## Begin Supplied material
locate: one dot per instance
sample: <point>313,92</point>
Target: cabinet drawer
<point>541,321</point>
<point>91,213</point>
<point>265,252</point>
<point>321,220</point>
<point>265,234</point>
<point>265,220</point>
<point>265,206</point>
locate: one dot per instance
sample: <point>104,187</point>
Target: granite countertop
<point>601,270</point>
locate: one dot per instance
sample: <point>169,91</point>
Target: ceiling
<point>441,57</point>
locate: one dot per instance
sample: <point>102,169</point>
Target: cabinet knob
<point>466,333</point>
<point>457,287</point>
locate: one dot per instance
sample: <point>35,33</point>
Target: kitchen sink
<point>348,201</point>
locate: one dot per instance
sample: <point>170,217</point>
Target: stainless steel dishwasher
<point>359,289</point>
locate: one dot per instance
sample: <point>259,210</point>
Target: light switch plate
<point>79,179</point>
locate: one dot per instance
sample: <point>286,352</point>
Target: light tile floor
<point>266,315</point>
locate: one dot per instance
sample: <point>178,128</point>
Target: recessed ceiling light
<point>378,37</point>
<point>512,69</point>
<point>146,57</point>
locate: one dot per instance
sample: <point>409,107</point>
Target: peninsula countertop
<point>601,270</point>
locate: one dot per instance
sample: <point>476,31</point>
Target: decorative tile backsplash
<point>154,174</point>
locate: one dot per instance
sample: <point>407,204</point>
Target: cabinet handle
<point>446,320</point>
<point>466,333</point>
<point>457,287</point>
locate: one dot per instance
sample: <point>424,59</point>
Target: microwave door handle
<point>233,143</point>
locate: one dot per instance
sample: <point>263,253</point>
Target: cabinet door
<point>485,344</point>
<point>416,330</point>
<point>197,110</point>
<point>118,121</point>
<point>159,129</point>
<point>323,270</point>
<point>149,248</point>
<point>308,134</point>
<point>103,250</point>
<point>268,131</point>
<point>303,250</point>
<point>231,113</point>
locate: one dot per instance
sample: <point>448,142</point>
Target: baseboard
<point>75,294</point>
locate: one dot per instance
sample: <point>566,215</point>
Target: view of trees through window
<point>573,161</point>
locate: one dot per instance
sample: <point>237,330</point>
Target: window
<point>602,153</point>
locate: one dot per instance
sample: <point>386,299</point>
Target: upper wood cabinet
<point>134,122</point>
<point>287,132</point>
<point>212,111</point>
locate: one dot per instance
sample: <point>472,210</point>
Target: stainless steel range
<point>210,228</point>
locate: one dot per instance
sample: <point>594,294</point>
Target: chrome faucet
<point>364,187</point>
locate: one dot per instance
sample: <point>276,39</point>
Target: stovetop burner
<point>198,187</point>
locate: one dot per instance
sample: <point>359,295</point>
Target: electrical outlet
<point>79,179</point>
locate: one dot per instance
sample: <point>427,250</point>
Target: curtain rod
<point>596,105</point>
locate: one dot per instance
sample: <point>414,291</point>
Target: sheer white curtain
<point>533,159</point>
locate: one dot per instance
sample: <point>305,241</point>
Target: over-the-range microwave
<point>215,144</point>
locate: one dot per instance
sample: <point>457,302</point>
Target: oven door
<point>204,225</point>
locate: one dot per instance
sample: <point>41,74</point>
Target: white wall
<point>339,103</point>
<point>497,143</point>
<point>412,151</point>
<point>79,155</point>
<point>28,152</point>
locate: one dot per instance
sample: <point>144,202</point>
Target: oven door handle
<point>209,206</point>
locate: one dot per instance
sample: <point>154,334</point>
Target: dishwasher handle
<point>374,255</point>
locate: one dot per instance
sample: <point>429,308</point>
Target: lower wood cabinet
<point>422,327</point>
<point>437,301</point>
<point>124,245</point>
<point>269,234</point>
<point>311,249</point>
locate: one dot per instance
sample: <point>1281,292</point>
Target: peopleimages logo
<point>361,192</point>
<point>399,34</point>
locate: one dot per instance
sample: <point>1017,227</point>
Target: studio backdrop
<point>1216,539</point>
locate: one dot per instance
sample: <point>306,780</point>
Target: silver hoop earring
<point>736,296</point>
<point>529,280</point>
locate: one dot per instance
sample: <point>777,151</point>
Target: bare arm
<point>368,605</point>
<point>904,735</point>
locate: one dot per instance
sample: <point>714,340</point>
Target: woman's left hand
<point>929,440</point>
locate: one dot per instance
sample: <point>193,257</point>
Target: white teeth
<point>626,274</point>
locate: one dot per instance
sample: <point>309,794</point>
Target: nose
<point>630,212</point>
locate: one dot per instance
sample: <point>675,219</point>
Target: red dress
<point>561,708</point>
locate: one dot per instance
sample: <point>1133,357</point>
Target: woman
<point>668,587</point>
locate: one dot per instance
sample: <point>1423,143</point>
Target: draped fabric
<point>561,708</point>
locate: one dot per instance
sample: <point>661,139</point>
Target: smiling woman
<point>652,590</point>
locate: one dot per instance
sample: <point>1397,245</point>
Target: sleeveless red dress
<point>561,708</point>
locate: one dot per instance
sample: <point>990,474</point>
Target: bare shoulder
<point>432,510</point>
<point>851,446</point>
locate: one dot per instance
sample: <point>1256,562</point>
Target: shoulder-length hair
## End Supplied material
What is required:
Generate an exact reproduction of all entries.

Right answer:
locate: one dot per instance
sample: <point>313,92</point>
Target: cabinet drawer
<point>541,321</point>
<point>91,213</point>
<point>265,252</point>
<point>321,220</point>
<point>265,234</point>
<point>265,220</point>
<point>265,206</point>
locate: one dot per instance
sample: <point>104,187</point>
Target: granite countertop
<point>601,270</point>
locate: one dot per instance
sample: <point>169,91</point>
Target: ceiling
<point>441,57</point>
locate: one dot per instance
sample: <point>102,169</point>
Target: cabinet knob
<point>466,333</point>
<point>457,287</point>
locate: one dot per instance
sample: <point>35,33</point>
Target: kitchen sink
<point>348,201</point>
locate: one dot per instance
sample: <point>170,217</point>
Target: stainless steel dishwasher
<point>359,289</point>
locate: one dot per instance
sample: <point>259,210</point>
Target: light switch plate
<point>79,179</point>
locate: one dot per instance
sample: <point>286,352</point>
Target: light tile floor
<point>266,315</point>
locate: one dot per instance
sample: <point>178,128</point>
Target: recessed ceiling light
<point>378,37</point>
<point>512,69</point>
<point>146,57</point>
locate: one dot per instance
sample: <point>409,107</point>
Target: peninsula countertop
<point>601,270</point>
locate: one dot per instance
sample: <point>476,31</point>
Target: decorative tile backsplash
<point>154,174</point>
locate: one dot per instance
sample: <point>407,204</point>
Target: cabinet handle
<point>446,320</point>
<point>466,333</point>
<point>457,287</point>
locate: one dot per instance
sample: <point>424,59</point>
Target: microwave door handle
<point>233,143</point>
locate: one dot per instance
sample: <point>263,253</point>
Target: cabinet door
<point>485,344</point>
<point>416,330</point>
<point>197,110</point>
<point>118,121</point>
<point>159,129</point>
<point>323,270</point>
<point>149,248</point>
<point>308,134</point>
<point>103,250</point>
<point>268,131</point>
<point>303,250</point>
<point>231,113</point>
locate: one dot per instance
sample: <point>448,142</point>
Target: baseboard
<point>75,294</point>
locate: one dot per instance
sample: <point>566,215</point>
Target: view of trees through window
<point>573,161</point>
locate: one dot per instance
sample: <point>237,330</point>
Target: window
<point>602,153</point>
locate: one dot per instance
sample: <point>386,299</point>
Target: upper wood cabinet
<point>134,122</point>
<point>287,132</point>
<point>212,111</point>
locate: one dot per instance
sample: <point>472,210</point>
Target: stainless steel range
<point>210,228</point>
locate: one dot per instance
sample: <point>594,294</point>
Target: chrome faucet
<point>364,187</point>
locate: one dot per instance
sample: <point>276,39</point>
Target: stovetop burner
<point>198,187</point>
locate: one dot per instance
sample: <point>359,295</point>
Target: electrical outlet
<point>79,179</point>
locate: one dot per instance
sample: <point>427,250</point>
Target: curtain rod
<point>596,105</point>
locate: one dot per instance
sample: <point>414,291</point>
Target: sheer white curtain
<point>533,159</point>
locate: one dot per instance
sample: <point>305,241</point>
Target: over-the-range microwave
<point>215,144</point>
locate: one dot per instance
sample: <point>457,302</point>
Target: oven door
<point>204,225</point>
locate: one dot per instance
sample: <point>41,74</point>
Target: white wall
<point>339,103</point>
<point>497,143</point>
<point>412,151</point>
<point>79,155</point>
<point>28,152</point>
locate: one dot per instance
sample: <point>144,202</point>
Target: oven door handle
<point>209,206</point>
locate: one dot per instance
sample: <point>154,334</point>
Target: dishwasher handle
<point>374,255</point>
locate: one dot per instance
sample: <point>429,308</point>
Target: lower wood cabinet
<point>422,327</point>
<point>437,301</point>
<point>124,245</point>
<point>269,234</point>
<point>311,249</point>
locate: one dot per instance
sample: <point>1281,292</point>
Target: peopleimages logo
<point>361,192</point>
<point>399,34</point>
locate: one dot per instance
sample: <point>1017,227</point>
Target: studio backdrop
<point>1216,539</point>
locate: one dot per instance
sample: <point>306,780</point>
Target: silver hoop earring
<point>736,296</point>
<point>529,280</point>
locate: one dot per instance
sample: <point>777,151</point>
Target: bare arm
<point>368,605</point>
<point>904,735</point>
locate: one dot per instance
sample: <point>714,340</point>
Target: woman's left hand
<point>929,440</point>
locate: one dot per instance
sample: <point>193,257</point>
Target: white teeth
<point>626,274</point>
locate: one dot per instance
sample: <point>309,794</point>
Target: nose
<point>630,212</point>
locate: one dot per instance
sample: <point>675,219</point>
Target: red dress
<point>561,708</point>
locate: one dot per instance
sample: <point>1133,357</point>
Target: woman
<point>668,587</point>
locate: one dot per instance
sample: <point>1423,143</point>
Target: draped fabric
<point>561,708</point>
locate: one dot per instance
sample: <point>661,139</point>
Target: smiling woman
<point>652,590</point>
locate: one dot per instance
sample: <point>1397,245</point>
Target: sleeveless red dress
<point>561,708</point>
locate: one dot per instance
sample: <point>990,474</point>
Target: bare shoulder
<point>432,510</point>
<point>851,446</point>
locate: one dot per instance
sample: <point>1256,562</point>
Target: shoulder-length hair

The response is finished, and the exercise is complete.